- Travail demandé -
D'après le passage, en quelle année et dans quelle ville l'opéra Capriccio a-t-il été créé ?

Malgré l’absence du violoniste Augustin Dumay, les musiciens du Festival de Pâques de Deauville ont relevé le défi d’un programme recomposé. Kojiro Okada et Gabriel Durliat ont électrisé le public avec un Brahms enivrant, avant que les Métamorphoses de Richard Strauss, arrangées pour septuor, ne fassent planer la salle. Un dimanche de renaissances, sous le ciel de Deauville.
Après avoir brillé pour l’ouverture du festival, la veille, dans Chausson (lire notre article) Augustin Dumay était souffrant et n’a pas pu interpréter la Sonate pour violon et piano de Strauss avec Gabriel Durliat. Mais es sept autres musiciens au programme du concert du dimanche après-midi du Festival de Pâques de Deauville étaient en grande forme. Et les musiciens du Festival de Deauville se sont organisés en quelques heures pour transformer le programme. Le pianiste Kojiro Okada a rejoint Gabriel Durliat sur un seul Steinway pour un héroïque et enivrant duo de Brahms.
Mais comme Richard Strauss, au crépuscule, demeurait au programme à travers deux œuvres, Yves Petit de Voize a demandé à Rémy Louis, du magazine Diapason, de faire le lien entre le sextuor et les Métamorphoses.
Le sextuor est en fait l’ouverture de l’opéra Capriccio, créé en 1942 à Munich, à sa meilleure époque nazie (!) Il condense tous les thèmes musicaux de cet opéra qui pose la question classique de ce qui vient en premier : la musique ou le texte. Dès 1941, ceux et celles qui ont entendu ce concentré de génie pour deux violons, deux altos et deux violoncelles ont demandé au compositeur d’en avoir plus. Si bien que le mécène Paul Sacher lui a passé commande d’une œuvre. Ce qui a donné — pour un orchestre de 23 cordes — les Métamorphoses, qui sont, avec les Vier letzte Lieder, le chant du cygne de Richard Strauss, la première ayant eu lieu à Zurich en 1945.

- Extrait des données -
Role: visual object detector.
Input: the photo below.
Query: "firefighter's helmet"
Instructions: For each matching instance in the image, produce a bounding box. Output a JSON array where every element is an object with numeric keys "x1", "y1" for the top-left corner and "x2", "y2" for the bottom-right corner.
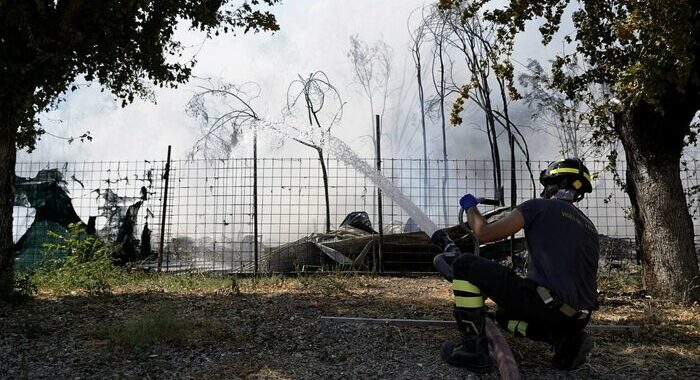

- Réponse attendue -
En 1942, à Munich.